------ PAGE EXCERPT

50 QnA Terraform

 

Top 50 Terraform Interview Questions & Answers

This post covers the most frequently asked Terraform interview questions, categorized from fundamental concepts to advanced real-world scenarios. Whether you're just starting or are an experienced DevOps professional, this list will help you prepare for your next interview.

Ⅰ. Fundamental Concepts

1. What is Terraform and why is it used?

Answer: Terraform is an open-source Infrastructure as Code (IaC) tool created by HashiCorp. It is used to define, provision, and manage infrastructure resources (like virtual machines, networks, and storage) in a safe, repeatable, and efficient manner. You write declarative configuration files in HCL (HashiCorp Configuration Language) to describe your desired infrastructure, and Terraform creates a plan to achieve that state and then executes it.

2. What is Infrastructure as Code (IaC)?

Answer: Infrastructure as Code (IaC) is the practice of managing and provisioning infrastructure through machine-readable configuration files, rather than through manual processes or interactive configuration tools. This allows for versioning, automation, and collaboration, treating infrastructure with the same rigor as application code.

3. What does it mean that Terraform is "declarative"?

Answer: A declarative language focuses on describing the desired end state (the "what"), not the specific steps to get there (the "how"). You declare what resources you want and their configuration, and Terraform is responsible for figuring out the sequence of API calls (create, update, delete) needed to reach that state. This is in contrast to an imperative approach, where you would write a script detailing each step.

4. What is the difference between Terraform and Ansible?

Answer:

  • Terraform is primarily a provisioning tool used to create, manage, and orchestrate infrastructure itself (e.g., spin up a VM). It uses a declarative approach.

  • Ansible is primarily a configuration management tool used to install and manage software on existing servers (e.g., install a web server on a VM). It uses a procedural (imperative) approach. They are often used together: Terraform provisions the servers, and Ansible configures them.

5. What are providers in Terraform?

Answer: Providers are plugins that Terraform uses to interact with a specific cloud provider, SaaS provider, or other API. Each provider adds a set of resource types and data sources that Terraform can manage. For example, the aws provider gives Terraform the ability to interact with AWS resources, while the azurerm provider is for Microsoft Azure.

------------
------ DATA SUPPLIED

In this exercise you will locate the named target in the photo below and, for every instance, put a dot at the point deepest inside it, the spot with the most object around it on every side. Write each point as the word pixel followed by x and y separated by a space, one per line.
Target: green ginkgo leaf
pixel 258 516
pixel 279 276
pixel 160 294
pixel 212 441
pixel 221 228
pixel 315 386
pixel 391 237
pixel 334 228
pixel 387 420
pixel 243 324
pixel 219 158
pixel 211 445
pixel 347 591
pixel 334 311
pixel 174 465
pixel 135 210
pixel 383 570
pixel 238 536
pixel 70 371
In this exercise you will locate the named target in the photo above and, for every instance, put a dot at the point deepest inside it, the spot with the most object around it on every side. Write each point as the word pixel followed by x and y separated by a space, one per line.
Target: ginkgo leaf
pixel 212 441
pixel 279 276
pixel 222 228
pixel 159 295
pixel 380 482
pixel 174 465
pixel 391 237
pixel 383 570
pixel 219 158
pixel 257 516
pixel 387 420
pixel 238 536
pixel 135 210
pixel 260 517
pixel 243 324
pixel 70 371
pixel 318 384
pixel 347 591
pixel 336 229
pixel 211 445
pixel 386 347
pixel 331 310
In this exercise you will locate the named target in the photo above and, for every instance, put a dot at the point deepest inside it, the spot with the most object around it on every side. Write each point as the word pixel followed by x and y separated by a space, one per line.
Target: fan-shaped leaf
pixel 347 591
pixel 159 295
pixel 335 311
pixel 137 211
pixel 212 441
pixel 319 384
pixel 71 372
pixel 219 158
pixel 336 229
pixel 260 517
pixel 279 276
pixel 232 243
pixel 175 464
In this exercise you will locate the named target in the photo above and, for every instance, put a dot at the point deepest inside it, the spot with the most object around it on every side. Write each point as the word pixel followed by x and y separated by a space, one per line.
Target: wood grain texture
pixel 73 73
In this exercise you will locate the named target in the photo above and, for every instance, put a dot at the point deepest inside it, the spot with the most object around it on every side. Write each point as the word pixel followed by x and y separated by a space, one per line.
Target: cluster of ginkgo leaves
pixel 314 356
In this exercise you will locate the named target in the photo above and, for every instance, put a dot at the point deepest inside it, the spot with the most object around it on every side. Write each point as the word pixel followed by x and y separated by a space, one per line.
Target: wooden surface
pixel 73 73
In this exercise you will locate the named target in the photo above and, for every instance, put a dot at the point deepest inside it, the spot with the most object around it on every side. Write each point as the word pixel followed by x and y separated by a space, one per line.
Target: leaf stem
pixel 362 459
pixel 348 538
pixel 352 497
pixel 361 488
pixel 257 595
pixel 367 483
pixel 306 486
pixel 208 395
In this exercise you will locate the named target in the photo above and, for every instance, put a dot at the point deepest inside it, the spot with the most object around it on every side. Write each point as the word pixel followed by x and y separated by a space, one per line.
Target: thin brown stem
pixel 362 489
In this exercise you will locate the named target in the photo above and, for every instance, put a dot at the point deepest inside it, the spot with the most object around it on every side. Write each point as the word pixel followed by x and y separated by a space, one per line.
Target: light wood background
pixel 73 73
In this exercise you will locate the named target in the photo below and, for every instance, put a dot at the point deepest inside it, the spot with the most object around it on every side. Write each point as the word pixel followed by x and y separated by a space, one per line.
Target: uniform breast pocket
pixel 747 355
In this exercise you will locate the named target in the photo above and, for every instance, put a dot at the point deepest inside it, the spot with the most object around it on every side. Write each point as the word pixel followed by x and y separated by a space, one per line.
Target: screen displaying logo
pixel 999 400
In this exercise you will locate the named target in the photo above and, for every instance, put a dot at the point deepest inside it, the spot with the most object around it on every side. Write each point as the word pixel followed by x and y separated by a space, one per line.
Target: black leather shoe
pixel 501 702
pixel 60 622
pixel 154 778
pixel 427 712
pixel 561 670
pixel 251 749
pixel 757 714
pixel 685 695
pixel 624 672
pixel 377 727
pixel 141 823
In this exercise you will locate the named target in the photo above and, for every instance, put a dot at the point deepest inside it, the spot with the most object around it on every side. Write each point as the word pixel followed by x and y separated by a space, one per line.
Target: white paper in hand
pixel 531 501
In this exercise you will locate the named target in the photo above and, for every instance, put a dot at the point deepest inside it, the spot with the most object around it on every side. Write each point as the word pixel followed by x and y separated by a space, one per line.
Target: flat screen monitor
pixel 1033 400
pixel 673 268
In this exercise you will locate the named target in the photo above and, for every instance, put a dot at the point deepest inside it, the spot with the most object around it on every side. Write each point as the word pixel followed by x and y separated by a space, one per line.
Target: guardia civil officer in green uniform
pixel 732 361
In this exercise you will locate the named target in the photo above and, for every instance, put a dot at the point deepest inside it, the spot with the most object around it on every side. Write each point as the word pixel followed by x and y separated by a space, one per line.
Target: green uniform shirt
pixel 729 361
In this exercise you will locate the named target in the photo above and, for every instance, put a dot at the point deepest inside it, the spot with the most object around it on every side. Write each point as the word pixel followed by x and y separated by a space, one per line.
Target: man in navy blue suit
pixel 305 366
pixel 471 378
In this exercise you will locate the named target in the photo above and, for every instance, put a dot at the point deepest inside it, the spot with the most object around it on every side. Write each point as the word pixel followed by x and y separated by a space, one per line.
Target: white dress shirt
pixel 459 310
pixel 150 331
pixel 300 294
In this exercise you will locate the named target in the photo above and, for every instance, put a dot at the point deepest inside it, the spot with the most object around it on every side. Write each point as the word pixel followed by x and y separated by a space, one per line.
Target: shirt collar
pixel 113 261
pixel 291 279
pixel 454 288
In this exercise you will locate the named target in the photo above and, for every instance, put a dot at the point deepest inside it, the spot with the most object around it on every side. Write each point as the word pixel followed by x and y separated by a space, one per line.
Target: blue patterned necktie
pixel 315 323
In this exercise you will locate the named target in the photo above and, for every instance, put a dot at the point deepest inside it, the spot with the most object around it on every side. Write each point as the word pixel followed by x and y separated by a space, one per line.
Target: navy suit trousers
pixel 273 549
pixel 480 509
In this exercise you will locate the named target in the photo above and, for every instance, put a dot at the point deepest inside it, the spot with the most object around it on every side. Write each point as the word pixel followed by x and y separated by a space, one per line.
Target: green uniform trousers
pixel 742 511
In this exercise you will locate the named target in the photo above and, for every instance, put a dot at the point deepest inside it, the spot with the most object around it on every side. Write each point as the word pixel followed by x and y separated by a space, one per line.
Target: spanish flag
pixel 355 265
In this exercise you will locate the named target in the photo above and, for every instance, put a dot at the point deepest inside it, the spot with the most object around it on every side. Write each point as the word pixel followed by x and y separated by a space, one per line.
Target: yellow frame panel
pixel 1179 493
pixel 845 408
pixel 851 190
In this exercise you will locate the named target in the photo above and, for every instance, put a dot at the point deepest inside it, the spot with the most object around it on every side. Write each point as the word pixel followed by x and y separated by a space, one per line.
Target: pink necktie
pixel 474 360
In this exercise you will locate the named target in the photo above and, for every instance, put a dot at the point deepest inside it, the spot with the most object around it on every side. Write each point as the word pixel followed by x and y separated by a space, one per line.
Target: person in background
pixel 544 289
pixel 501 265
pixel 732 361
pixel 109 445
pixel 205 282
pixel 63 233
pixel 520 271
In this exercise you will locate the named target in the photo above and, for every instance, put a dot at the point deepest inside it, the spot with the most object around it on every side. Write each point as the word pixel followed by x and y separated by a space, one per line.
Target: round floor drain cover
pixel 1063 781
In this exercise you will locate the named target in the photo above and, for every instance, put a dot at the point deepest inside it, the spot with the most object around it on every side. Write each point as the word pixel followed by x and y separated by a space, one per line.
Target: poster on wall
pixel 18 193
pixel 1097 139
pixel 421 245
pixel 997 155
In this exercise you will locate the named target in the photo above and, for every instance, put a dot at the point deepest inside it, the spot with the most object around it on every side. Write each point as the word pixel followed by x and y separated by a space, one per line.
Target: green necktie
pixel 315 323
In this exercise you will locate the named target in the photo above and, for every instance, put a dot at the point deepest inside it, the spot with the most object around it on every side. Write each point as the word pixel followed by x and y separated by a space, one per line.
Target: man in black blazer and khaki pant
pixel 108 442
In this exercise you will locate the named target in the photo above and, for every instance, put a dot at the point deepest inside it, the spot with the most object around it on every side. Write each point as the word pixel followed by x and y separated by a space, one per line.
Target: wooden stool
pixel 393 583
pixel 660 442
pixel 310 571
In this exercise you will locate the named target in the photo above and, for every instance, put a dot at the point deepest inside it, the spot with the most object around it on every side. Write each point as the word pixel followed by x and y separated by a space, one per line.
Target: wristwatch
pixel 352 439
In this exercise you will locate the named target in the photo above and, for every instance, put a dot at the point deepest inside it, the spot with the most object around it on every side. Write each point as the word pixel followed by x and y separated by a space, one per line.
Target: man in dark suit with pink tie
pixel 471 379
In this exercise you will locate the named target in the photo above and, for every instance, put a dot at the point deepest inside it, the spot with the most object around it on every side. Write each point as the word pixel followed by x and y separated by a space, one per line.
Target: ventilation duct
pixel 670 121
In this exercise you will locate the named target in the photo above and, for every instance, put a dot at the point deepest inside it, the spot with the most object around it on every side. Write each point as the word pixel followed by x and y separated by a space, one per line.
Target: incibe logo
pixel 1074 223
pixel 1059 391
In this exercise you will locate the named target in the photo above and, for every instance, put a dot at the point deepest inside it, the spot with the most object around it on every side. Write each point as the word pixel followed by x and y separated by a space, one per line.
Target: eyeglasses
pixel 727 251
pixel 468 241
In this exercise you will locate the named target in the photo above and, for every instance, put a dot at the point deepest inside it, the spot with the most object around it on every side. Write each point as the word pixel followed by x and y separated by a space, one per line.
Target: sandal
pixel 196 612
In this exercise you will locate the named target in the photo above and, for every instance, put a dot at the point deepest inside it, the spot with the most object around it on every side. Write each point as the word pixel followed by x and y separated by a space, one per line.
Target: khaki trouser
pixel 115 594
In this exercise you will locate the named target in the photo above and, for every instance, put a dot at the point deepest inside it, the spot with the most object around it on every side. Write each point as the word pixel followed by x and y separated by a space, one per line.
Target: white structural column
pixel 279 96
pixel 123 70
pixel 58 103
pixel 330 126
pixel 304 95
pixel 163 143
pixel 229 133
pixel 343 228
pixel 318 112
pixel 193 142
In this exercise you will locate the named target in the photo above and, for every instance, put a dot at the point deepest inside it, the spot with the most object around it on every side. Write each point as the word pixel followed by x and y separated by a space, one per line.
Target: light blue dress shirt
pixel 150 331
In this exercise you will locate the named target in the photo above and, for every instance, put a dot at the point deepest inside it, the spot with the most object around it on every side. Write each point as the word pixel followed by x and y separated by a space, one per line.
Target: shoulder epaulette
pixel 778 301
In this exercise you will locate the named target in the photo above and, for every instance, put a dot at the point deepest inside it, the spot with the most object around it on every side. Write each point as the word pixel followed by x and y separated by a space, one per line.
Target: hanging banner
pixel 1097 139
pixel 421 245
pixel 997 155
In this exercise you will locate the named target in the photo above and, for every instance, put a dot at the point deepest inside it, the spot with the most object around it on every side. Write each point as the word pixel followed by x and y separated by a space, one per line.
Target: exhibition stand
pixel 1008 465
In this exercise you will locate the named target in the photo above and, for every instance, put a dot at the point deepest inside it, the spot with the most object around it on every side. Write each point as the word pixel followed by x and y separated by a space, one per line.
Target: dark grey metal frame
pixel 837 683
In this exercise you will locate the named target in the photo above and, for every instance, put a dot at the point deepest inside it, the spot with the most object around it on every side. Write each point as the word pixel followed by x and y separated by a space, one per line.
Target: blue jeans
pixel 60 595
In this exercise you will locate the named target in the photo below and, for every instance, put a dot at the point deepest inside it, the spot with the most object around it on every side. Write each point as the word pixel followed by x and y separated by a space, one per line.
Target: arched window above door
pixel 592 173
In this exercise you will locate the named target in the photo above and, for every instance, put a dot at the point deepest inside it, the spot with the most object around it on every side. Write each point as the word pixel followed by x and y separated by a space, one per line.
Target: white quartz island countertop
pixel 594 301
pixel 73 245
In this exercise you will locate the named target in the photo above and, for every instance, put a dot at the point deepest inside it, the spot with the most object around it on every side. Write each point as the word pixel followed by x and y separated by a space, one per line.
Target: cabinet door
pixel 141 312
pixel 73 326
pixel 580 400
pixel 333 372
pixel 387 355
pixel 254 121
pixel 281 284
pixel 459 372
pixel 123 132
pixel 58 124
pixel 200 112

------------

PROBLEM 1
Copy the stretch of the Terraform interview page from "4. What is the" through "for Microsoft Azure.", swapping "Ansible" for "Chef".
PROBLEM 2
Answer these questions from the Terraform interview page:
(a) In what language are Terraform configuration files written?
(b) What kind of approach does Ansible use?
(c) Which provider is for Microsoft Azure?

WRITTEN REPLY 1
4. What is the difference between Terraform and Chef?

Answer:

  • Terraform is primarily a provisioning tool used to create, manage, and orchestrate infrastructure itself (e.g., spin up a VM). It uses a declarative approach.

  • Chef is primarily a configuration management tool used to install and manage software on existing servers (e.g., install a web server on a VM). It uses a procedural (imperative) approach. They are often used together: Terraform provisions the servers, and Chef configures them.

5. What are providers in Terraform?

Answer: Providers are plugins that Terraform uses to interact with a specific cloud provider, SaaS provider, or other API. Each provider adds a set of resource types and data sources that Terraform can manage. For example, the aws provider gives Terraform the ability to interact with AWS resources, while the azurerm provider is for Microsoft Azure.

WRITTEN REPLY 2
(a) HCL (HashiCorp Configuration Language)
(b) A procedural (imperative) approach
(c) The azurerm provider